• Task: Search the data below, and report every line in which "order" occurs.

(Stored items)
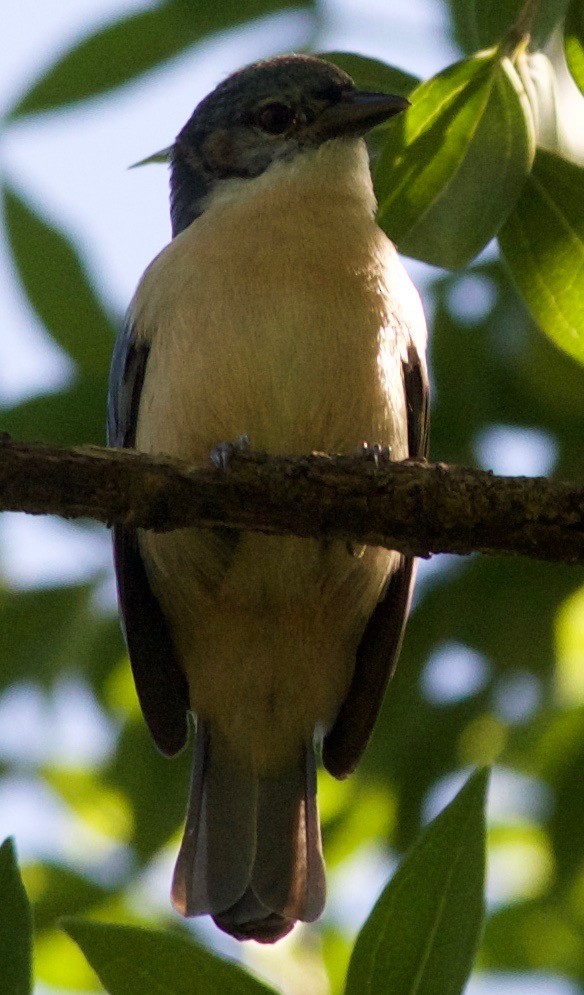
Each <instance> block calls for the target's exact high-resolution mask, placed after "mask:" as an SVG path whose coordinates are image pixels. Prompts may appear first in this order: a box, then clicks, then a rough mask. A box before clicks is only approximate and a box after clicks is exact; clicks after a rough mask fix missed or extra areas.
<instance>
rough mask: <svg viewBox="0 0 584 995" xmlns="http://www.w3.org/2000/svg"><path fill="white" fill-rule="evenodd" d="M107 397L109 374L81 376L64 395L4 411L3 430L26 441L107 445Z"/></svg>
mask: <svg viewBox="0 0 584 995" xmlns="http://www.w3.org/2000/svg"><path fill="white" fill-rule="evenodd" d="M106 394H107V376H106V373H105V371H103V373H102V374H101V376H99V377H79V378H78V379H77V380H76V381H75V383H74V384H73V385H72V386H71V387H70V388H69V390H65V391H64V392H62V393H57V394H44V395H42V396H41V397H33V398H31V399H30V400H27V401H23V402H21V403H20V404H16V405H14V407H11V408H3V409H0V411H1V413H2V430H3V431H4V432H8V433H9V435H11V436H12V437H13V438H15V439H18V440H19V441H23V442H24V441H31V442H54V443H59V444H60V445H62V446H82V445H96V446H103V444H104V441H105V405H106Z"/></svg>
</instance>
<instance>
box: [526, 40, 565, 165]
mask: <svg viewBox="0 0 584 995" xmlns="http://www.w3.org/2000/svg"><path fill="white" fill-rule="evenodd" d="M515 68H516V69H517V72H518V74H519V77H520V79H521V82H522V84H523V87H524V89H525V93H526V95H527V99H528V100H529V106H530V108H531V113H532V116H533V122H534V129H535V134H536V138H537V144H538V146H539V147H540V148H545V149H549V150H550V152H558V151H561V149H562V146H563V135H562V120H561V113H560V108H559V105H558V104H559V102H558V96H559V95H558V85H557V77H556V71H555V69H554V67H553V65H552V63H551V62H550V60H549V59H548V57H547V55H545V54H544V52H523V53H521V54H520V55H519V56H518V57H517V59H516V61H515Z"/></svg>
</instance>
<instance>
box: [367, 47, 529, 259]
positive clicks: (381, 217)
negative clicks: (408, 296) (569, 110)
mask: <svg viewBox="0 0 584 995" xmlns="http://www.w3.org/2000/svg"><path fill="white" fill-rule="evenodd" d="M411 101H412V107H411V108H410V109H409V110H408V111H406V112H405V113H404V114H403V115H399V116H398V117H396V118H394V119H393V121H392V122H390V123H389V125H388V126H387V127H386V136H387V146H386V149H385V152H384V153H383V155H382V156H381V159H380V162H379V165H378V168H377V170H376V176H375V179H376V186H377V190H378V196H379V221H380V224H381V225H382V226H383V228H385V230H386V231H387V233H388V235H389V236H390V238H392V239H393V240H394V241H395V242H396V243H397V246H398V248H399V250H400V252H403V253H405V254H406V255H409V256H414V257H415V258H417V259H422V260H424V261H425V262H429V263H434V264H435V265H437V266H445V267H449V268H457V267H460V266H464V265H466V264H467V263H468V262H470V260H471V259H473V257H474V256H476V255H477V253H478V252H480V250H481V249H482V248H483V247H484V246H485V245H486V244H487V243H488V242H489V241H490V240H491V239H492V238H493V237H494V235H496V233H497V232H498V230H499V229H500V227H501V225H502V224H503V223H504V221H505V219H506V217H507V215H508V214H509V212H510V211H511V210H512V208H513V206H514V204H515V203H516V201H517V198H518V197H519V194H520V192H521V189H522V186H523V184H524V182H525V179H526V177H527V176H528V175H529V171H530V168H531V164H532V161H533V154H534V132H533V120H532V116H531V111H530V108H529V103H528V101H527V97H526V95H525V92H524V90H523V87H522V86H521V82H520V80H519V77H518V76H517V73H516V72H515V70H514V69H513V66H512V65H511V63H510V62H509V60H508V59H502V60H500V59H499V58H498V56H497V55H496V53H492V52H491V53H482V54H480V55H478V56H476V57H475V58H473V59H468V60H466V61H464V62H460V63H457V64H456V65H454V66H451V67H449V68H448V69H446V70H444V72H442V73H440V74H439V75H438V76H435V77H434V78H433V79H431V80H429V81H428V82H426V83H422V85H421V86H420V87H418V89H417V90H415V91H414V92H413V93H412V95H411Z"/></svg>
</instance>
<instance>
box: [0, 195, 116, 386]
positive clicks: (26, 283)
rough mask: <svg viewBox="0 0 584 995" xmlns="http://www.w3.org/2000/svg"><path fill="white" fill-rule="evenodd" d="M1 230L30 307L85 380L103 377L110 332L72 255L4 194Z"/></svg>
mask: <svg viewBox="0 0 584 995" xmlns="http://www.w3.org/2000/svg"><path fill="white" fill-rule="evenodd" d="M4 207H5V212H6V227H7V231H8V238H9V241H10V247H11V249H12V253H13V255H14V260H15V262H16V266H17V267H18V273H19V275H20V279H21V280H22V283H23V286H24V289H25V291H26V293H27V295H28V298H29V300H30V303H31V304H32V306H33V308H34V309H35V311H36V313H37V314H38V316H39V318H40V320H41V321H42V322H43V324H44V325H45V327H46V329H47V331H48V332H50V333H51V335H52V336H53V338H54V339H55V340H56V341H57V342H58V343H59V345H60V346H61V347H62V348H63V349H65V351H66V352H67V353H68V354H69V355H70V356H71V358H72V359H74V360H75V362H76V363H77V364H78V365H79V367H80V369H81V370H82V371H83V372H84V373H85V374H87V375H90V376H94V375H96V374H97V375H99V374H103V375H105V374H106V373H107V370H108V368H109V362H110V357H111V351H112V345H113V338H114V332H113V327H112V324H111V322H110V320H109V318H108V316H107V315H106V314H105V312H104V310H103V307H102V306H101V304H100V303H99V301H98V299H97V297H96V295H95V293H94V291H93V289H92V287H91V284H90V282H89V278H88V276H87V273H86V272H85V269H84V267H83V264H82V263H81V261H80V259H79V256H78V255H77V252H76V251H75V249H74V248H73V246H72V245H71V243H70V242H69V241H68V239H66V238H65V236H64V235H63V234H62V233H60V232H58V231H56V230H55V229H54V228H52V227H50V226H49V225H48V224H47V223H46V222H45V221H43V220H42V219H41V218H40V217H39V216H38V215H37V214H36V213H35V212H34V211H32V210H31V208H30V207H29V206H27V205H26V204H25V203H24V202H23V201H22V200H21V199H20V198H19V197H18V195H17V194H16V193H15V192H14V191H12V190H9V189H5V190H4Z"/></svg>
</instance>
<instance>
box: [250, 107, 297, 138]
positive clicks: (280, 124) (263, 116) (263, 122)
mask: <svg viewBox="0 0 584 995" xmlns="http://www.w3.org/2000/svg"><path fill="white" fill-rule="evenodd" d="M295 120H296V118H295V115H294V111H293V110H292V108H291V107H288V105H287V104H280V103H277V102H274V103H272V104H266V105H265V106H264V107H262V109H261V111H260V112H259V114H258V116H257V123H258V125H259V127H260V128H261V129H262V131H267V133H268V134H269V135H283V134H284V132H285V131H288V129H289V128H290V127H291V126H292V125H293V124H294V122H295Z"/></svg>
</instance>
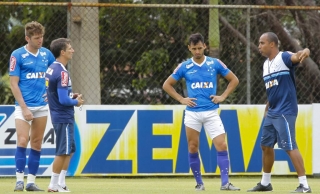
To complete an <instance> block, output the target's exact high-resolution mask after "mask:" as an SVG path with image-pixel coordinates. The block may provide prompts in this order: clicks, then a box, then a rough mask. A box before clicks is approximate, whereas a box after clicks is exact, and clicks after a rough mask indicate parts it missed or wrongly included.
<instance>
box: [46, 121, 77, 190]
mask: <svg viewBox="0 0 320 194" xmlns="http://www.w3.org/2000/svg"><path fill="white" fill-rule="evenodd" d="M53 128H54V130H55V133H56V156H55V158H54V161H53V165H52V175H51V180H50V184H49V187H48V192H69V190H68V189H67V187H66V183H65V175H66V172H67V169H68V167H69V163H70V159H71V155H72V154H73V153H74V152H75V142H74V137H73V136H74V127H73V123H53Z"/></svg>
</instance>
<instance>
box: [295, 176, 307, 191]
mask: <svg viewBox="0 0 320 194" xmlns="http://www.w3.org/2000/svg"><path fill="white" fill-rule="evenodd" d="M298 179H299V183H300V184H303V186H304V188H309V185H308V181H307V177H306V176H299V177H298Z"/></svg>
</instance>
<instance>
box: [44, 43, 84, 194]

• Finished task:
Each <instance> block calls for the target's exact high-resolution mask, placed after "mask:" as an SVG path whose coordinates are image pixels. Prompts may appear first in this order: a box, then clicks, then a rough mask. A box before clicks is only approximate and a box after clicks is exact; clicks after a rough mask fix missed or extra areas.
To complete an <instance> block, output the target's exact high-resolution mask after "mask:" as an SVG path with image-pixel coordinates. The block may provide prompts in this order: clicks, then a box, then a rough mask. A box before clicks is approximate, whereas a box after clicks is exact, and clicks after a rough mask indicate parts it missed or wrongly included.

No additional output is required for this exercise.